#### Exercise description
Copy the records below exactly, leaving out every picture.

━━━━━ Working data ━━━━━

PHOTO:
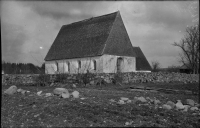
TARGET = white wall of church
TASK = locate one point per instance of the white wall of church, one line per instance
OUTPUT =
(74, 66)
(102, 64)
(110, 64)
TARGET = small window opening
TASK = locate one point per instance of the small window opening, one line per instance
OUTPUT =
(79, 64)
(95, 64)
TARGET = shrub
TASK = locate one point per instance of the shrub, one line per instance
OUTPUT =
(42, 80)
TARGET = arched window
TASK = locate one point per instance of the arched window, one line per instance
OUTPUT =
(95, 64)
(57, 68)
(68, 64)
(79, 64)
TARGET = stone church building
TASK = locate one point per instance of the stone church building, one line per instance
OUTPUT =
(98, 45)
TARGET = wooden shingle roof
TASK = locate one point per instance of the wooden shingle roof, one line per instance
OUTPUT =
(92, 37)
(141, 61)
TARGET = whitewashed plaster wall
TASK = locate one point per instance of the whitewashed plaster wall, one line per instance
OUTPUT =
(110, 64)
(72, 66)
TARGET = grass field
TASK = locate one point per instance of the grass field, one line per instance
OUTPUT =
(96, 110)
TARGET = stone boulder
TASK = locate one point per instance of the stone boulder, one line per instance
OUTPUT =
(193, 108)
(121, 102)
(179, 105)
(23, 92)
(186, 108)
(75, 94)
(39, 93)
(59, 91)
(156, 102)
(168, 107)
(170, 103)
(65, 95)
(124, 98)
(190, 102)
(141, 99)
(11, 90)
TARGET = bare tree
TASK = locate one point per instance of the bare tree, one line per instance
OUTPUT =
(189, 45)
(155, 66)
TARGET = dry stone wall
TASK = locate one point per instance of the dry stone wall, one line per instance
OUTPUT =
(133, 77)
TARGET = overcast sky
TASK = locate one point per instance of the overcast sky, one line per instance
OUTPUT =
(28, 29)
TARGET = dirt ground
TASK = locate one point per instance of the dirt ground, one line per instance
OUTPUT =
(94, 108)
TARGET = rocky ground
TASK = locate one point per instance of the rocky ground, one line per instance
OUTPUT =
(102, 106)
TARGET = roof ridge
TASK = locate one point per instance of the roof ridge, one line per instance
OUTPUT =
(109, 33)
(91, 18)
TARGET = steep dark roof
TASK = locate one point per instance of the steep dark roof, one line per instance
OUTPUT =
(92, 37)
(141, 61)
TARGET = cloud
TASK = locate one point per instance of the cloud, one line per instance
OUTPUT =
(153, 26)
(24, 31)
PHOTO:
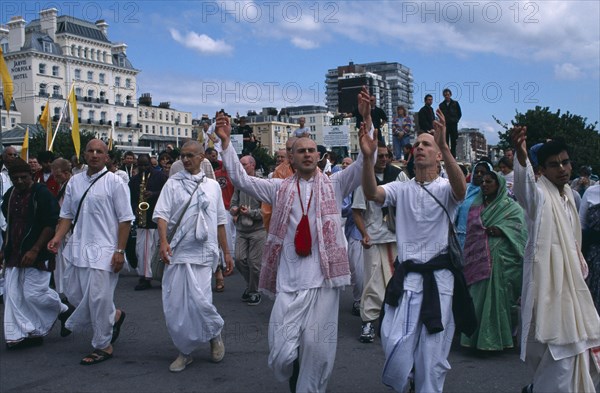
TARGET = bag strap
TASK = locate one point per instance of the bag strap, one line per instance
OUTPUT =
(174, 229)
(443, 207)
(83, 197)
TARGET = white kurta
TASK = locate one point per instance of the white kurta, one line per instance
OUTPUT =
(94, 240)
(553, 365)
(89, 251)
(421, 233)
(302, 302)
(190, 316)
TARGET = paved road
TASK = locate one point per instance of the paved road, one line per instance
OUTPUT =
(144, 352)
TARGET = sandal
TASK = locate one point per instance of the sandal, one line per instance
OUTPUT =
(220, 287)
(95, 357)
(117, 327)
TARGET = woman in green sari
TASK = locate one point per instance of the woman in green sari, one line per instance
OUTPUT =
(494, 248)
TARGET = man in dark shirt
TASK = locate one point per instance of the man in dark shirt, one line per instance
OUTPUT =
(31, 307)
(426, 116)
(452, 113)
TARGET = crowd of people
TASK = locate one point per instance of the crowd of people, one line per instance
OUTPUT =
(505, 255)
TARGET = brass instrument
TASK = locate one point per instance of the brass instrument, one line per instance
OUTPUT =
(143, 206)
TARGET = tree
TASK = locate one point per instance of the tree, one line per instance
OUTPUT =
(583, 139)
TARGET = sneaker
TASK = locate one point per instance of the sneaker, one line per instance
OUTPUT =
(356, 308)
(246, 295)
(143, 285)
(180, 363)
(367, 334)
(254, 299)
(217, 349)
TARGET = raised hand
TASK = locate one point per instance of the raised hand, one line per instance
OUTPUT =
(439, 127)
(223, 129)
(364, 104)
(368, 144)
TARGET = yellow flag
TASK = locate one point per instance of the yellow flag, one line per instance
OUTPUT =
(7, 84)
(46, 122)
(74, 122)
(25, 147)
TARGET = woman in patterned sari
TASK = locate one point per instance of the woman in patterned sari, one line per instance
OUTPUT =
(494, 248)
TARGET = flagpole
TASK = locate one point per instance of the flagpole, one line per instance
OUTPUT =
(62, 113)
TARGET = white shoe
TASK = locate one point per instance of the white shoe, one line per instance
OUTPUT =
(180, 363)
(217, 349)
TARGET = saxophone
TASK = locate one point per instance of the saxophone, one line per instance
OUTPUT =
(143, 205)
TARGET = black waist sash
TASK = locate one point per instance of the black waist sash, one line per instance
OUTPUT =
(430, 314)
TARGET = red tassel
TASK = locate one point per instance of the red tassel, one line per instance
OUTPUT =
(302, 239)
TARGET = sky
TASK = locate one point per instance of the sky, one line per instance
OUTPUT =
(498, 57)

━━━━━

#### Output of the exercise
PHOTO:
TARGET = white wall of church
TASK = locate one point per instance of the white wall of church, one line per instance
OUTPUT =
(74, 66)
(102, 64)
(110, 64)
TARGET = small window opening
TASK = locate one point per instance of the small window opening, one line per instance
OUTPUT =
(79, 64)
(95, 64)
TARGET = shrub
TASK = locate one point per instance of the shrub, one line per instance
OUTPUT =
(42, 80)
TARGET = arched window
TASK = locate one point per instance of the arched window, one line per instance
OUTPUT =
(95, 64)
(57, 68)
(68, 64)
(79, 64)
TARGET = stone church building
TASK = locate one point per instance of the stone church building, one line per instance
OUTPUT =
(98, 45)
TARGET = wooden shingle roof
TASK = locate one point per instance of the wooden shingle roof, one line per instance
OUTPUT =
(92, 37)
(141, 61)
TARGET = whitewashed plaster wall
TASK = locate one point per instance of the whitewashed plaster wall, one line per instance
OUTPUT =
(110, 64)
(72, 66)
TARGET = grass field
TASK = locate one point per instance of the grass field, one line per instance
OUTPUT =
(96, 110)
TARGET = stone boulder
TASK = locate one point per instance of the stone boulder, one line per instance
OUTPUT =
(193, 108)
(121, 102)
(179, 105)
(23, 92)
(186, 108)
(75, 94)
(39, 93)
(59, 91)
(156, 102)
(168, 107)
(170, 103)
(65, 95)
(124, 98)
(190, 102)
(141, 99)
(11, 90)
TARGET = bare tree
TASK = locate one point per instance of the bare tree, one line per instance
OUTPUT =
(189, 45)
(155, 66)
TARGET = dry stone wall
TASK = locate one point per instance of the dry stone wall, one line per instance
OUTPUT =
(133, 77)
TARGET = overcast sky
TASK = locate one point per instance of the overcast sky, one line per instance
OUTPUT =
(28, 29)
TARGET = dirt ground
TASK = locate one point per instance of the dirt ground, one line per instance
OUTPUT =
(94, 108)
TARGET = rocky ground
TASK = locate one point per instance of the rocky ground, one line per instance
OUTPUT =
(102, 106)
TARGET = roof ridge
TASK = locate one point per instance of the roof ridge, one line per instance
OUTPUT =
(109, 33)
(91, 18)
TARGET = steep dark roof
TASK = locate one point per instance of the steep dark roof, one line per instance
OUTPUT =
(92, 37)
(141, 61)
TARGET = cloud
TASK = locate one point per instance of the cloud, one line per instance
OUTPUT =
(153, 26)
(24, 31)
PHOTO:
TARGET = bag strap
TASK = locate one point per instance of the bag strap, one line per instance
OUTPUT =
(174, 229)
(443, 207)
(83, 197)
TARGET = white kurta
TASK = locate one point per instance of the white kurta, one line per instance
OUTPUT =
(94, 240)
(553, 365)
(89, 251)
(421, 233)
(302, 302)
(190, 316)
TARGET = paved road
TASK = locate one point per instance of the paved road, one line per instance
OUTPUT =
(144, 352)
TARGET = sandal
TASK = locate one point per instance of the sandal, one line per instance
OUTPUT =
(220, 287)
(95, 357)
(117, 327)
TARGET = woman in green sari
TASK = locate one point per instance of the woman in green sari, one line per instance
OUTPUT =
(494, 248)
TARGET = man in dark shirt
TASK = locate one point per instance of the man in dark shirt, one line per instance
OUTPUT =
(31, 307)
(426, 116)
(452, 113)
TARGET = crowd of people
TASK = locate one point per instance of the crowd of people, one line per instance
OUTPUT =
(505, 255)
TARGET = brass instrument
TASK = locate one point per instance of the brass instrument, one line per instance
OUTPUT =
(143, 206)
TARGET = tree
TASK = locate one point per instance of the tree, one line per instance
OUTPUT =
(583, 139)
TARGET = sneaker
TASK = locate one point per instance of the sneaker, one line per instance
OUTPUT =
(356, 308)
(246, 295)
(143, 285)
(180, 363)
(367, 334)
(254, 299)
(217, 349)
TARGET = raised hand
TASK = locate one point per instance of the raised hand, one line per instance
OUTPUT =
(439, 127)
(223, 129)
(364, 104)
(368, 144)
TARGET = yellow flag
TASK = locate one point per instance of the yellow flag, one line per instance
OUTPUT =
(7, 84)
(46, 122)
(74, 122)
(25, 147)
TARGET = woman in patterned sari
TASK = locate one point per instance of the woman in patterned sari, one line per instance
OUTPUT =
(494, 248)
TARGET = flagpole
TASK = locate one point per instance of the flagpole, one line per instance
OUTPUT =
(62, 113)
TARGET = white shoe
TASK = locate one point per instance of the white shoe, one line per instance
OUTPUT =
(180, 363)
(217, 349)
TARGET = saxophone
TASK = locate one point per instance of the saxophone, one line per instance
OUTPUT =
(143, 205)
TARGET = black waist sash
TASK = locate one point per instance of the black waist sash, one line per instance
OUTPUT =
(430, 314)
TARGET = red tassel
TASK = locate one point per instance of the red tassel, one line per instance
OUTPUT =
(302, 239)
TARGET = sky
TASK = locate one point per instance of the sky, one line per instance
OUTPUT =
(498, 57)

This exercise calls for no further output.